-- Aim of the task --
Write out the data below word for word, but leave out the pictures.

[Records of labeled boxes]
__________________________________________________
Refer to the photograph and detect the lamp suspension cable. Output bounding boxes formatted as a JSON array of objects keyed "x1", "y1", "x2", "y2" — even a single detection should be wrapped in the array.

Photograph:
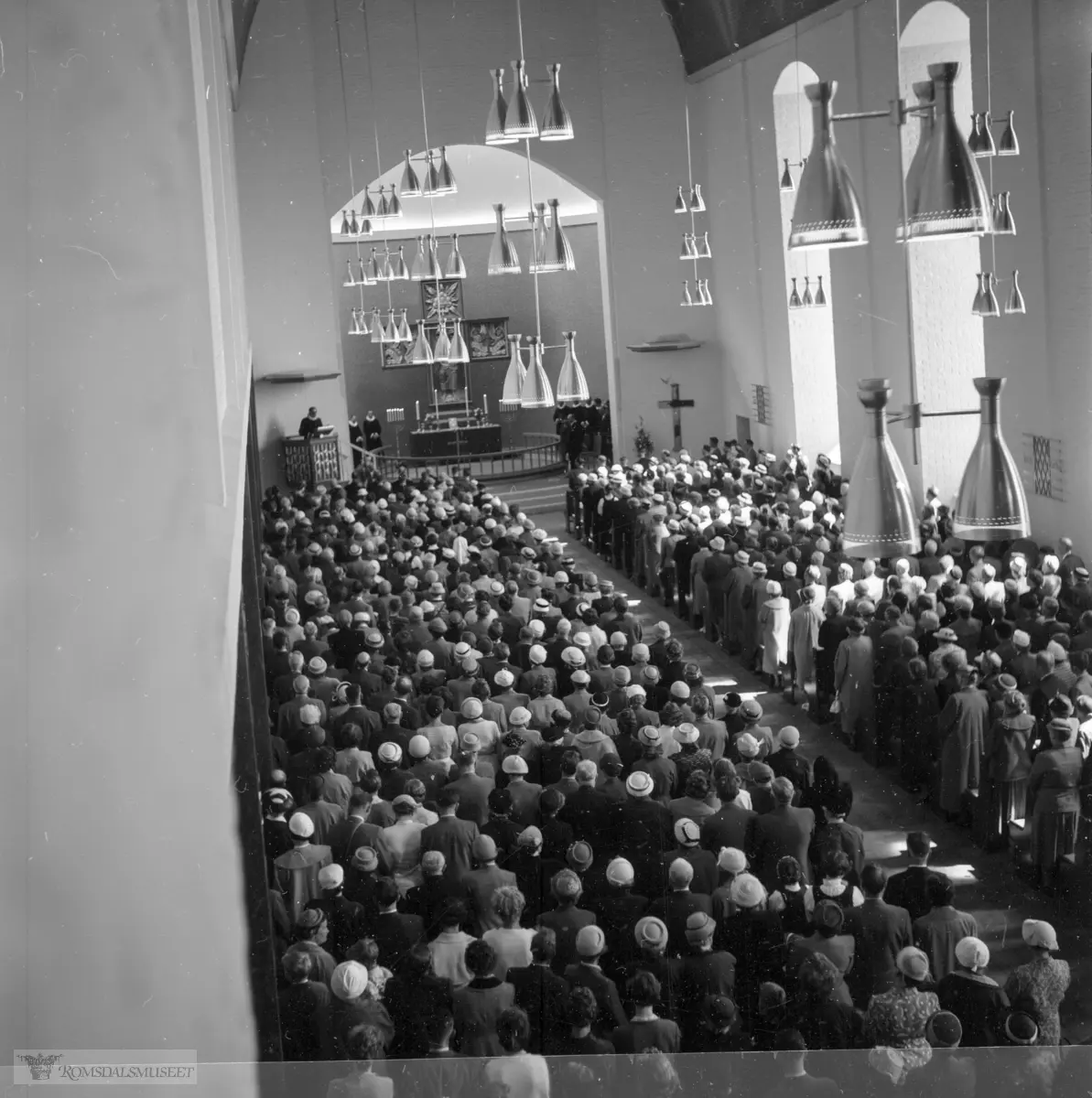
[
  {"x1": 333, "y1": 0, "x2": 363, "y2": 313},
  {"x1": 360, "y1": 0, "x2": 395, "y2": 312}
]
__________________________________________________
-- Answer to this task --
Refer to the photograph and detect the lamp suspension cable. Output bounding boxes formatted as a JSON array of objects keyed "x1", "y1", "x2", "y2" — even a single detection should be wrapped in the array.

Photograph:
[
  {"x1": 333, "y1": 0, "x2": 363, "y2": 313},
  {"x1": 360, "y1": 0, "x2": 395, "y2": 312}
]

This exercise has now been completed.